§ Bacaan
Jakarta- Badan Pembinaan Ideologi Pancasila mendorong Kementrian Pendayagunaan Aparatur Sipil Negara Reformasi Birokrasi memperketat rekrutmen atau penerimaan Calon Pegawai Negeri Sipil (CPNS).
Salah satu pola yang harus diperketat adalah keteguhan tehadap NKRI, Ideologi Pancasila dan UUD 1945.
Hal tersebut sebagai upaya pencegahan paham radikalisme yang masuk ke dalam pemerintahan.
Menurut Staf Khusus Ketua Dewan Pengarah BPIP Romo Antonius Benny Susetyo jika paham radikalisme masuk dalam Abdi Negara maka masalah besar dan nyata.
“PNS/ASN yang sejatinya merupakan agen penyampai Visi dan Misi Negara kepada masyarakat, malah cenderung lebih percaya pada paham radikal berbasis agama”, ucapnya saat menjadi narasumber pada webinar Selamatkan ASN Indonesia Dari Radikalisme dengan tema “Tindak Tegas ASN Anti Pancasila-Skrening Ketat Calin PNS Karyawan BUMN dari Paham Radikalisme” oleh Organisasi Agama Cinta Minggu, (21/3/2021).
Selain pola rekrutmen ia juga mendorong kepada pihak terkait untuk melakukan pemeriksaan dan penelitian secara terus menerus terhadap rekam jejak PNS sebagai pelaksana Visi Misi Negara.
Ia juga menegaskan jika terdapat PNS, TNI, Polri dan Pegawai BUMN yang kontra terhadap Ideologi Negara (Pancasila) maka untuk mundur dari posisinya sebagai abdi negara.
“Pancasila sebagai dasar Visi dan Misi bangsa adalah final, dan para ASN yang bertentangan atau bersifat dualisme terhadap kepercayaannya terhadap Pancasila harus mau dibina atau jika tidak dengan sadar diri mundur dari posisinya sebagai ASN”, tegasnya.
Disamping itu ia mengatakan saat ini BPIP telah membuat standar mengenai perilaki ASN, TNI dan Polri sesuai dengan nilai-nilai Pancasila.
“Tidak boleh ada dualisme dan standar ganda terhadap pelaksaan peraturan dan pedoman bagi ASN terkait radikalisme”, tutupnya.
Pendiri NII Crisis Center Ken Setiawan mengakui saat ini sudah banyak sekali ancaman radikalisme yang berujung pada terorisme dari segala penjuru termasuk melalui ASN, TNI, Polri dan pegawai BUMN.
“Ancaman radikalisme tidak hanya melalui lingkungan masyarakat, anak-anak, remaja orang tua bahkan melalui pegawai negara”, ujarnya.
Ia berharap lembaga atau organisasi masyarakat yang bertugas untuk membina, mencegah paham radikalisme tidak lelah untuk mensosialisasikan bahaya paham tersebut.
“Mereka sangat membahayakan jadi penyusup, jadi perlu tau bagaimana modus atau cara-cara mereka”, jelasnya.
“Yang kita takutkan hari ini, dimasa pandemi Covid-19 mereka mengundang anak-anak atau remaja ke rumahnya dengan menonton tayangan-tayangan timur tengah”, sambungnya.
Ia juga mengakui sosialisasi tentang bahayanya paham radikalisme masih minim kepada masyarakat.
“Kalau kita ini ibarat lilin, tapi mereka itu obor. Artinya pengaruh kita itu sangat kecil meskipun banyak, tetapi kalau mereka meskipun satu orang tapi pengaruhnya cukup besar”, ujarnya.
“Memberontak bukan jalan satu-satunya tetapi mereka sudah terstruktur, teroganisir dan masif”, tutupnya.

§ Petunjuk
Tolong jelaskan dalam satu sampai tiga kalimat, berdasarkan bacaan tentang rekrutmen CPNS, mengapa BPIP mendorong agar penerimaan CPNS diperketat. Entri berikut tidak digunakan dalam latihan ini.

§ Data
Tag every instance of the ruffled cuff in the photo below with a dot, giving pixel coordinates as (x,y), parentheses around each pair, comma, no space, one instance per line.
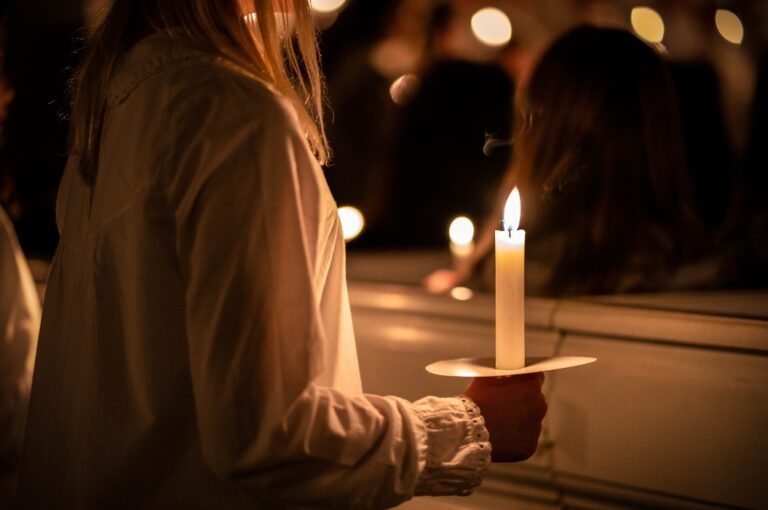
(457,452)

...

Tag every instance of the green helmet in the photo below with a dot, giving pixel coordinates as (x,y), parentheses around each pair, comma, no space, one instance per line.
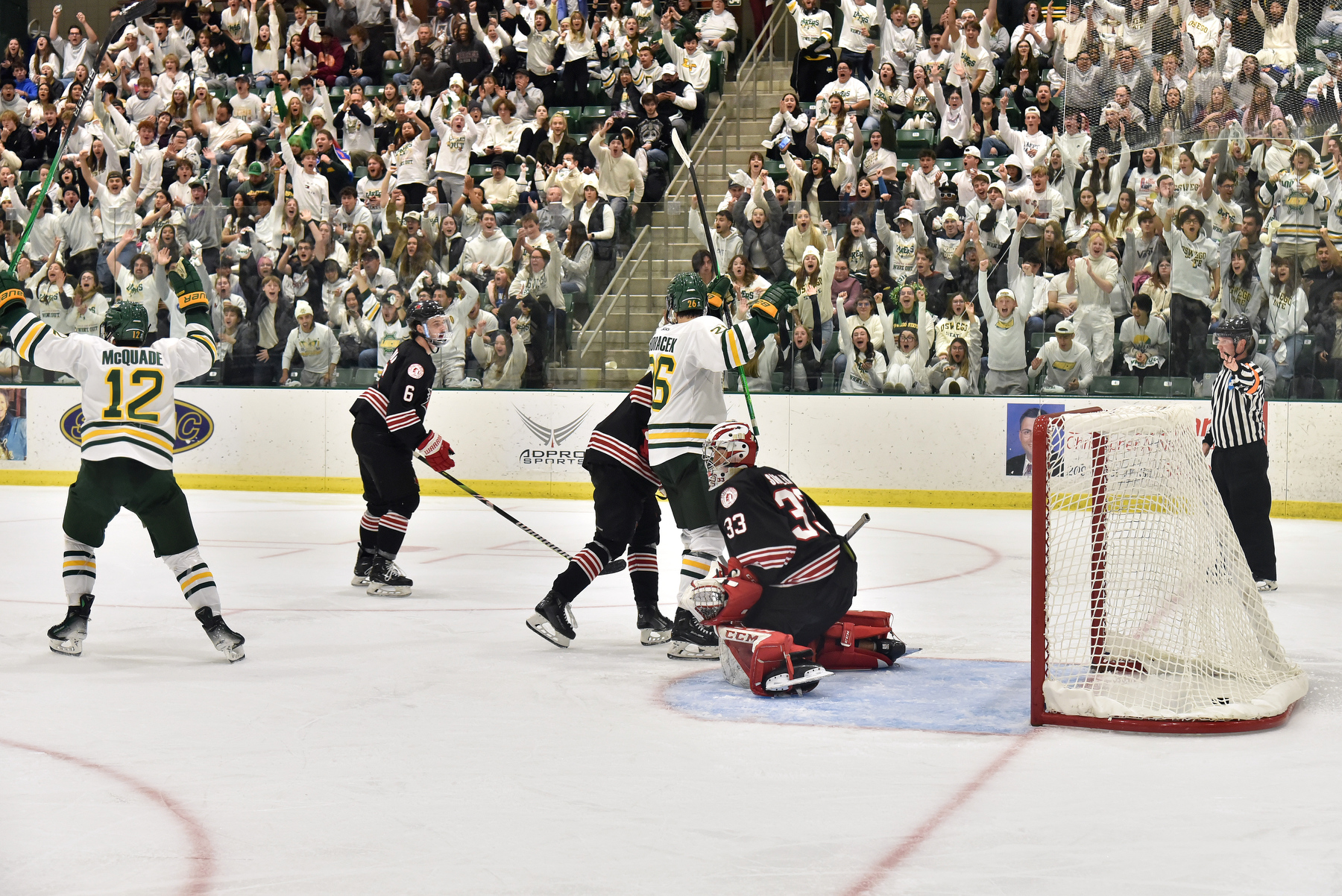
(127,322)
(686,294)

---

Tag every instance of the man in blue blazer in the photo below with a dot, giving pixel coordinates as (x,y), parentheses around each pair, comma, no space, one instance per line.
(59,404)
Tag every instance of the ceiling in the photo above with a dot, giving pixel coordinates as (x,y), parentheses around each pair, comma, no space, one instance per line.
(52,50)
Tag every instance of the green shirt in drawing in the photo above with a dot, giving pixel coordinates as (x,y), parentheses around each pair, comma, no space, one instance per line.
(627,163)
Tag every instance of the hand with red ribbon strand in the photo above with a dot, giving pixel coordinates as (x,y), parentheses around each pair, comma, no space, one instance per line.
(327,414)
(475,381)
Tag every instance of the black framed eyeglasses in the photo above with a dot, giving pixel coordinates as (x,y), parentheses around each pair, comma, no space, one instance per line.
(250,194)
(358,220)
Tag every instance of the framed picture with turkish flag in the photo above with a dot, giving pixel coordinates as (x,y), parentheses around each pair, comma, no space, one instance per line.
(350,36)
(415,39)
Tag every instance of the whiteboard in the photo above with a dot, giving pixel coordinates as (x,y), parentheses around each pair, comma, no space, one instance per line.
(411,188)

§ Hasil Latihan
BPIP mendorong pengetatan rekrutmen CPNS sebagai upaya mencegah paham radikalisme masuk ke dalam pemerintahan. Salah satu pola yang harus diperketat adalah keteguhan terhadap NKRI, Ideologi Pancasila, dan UUD 1945.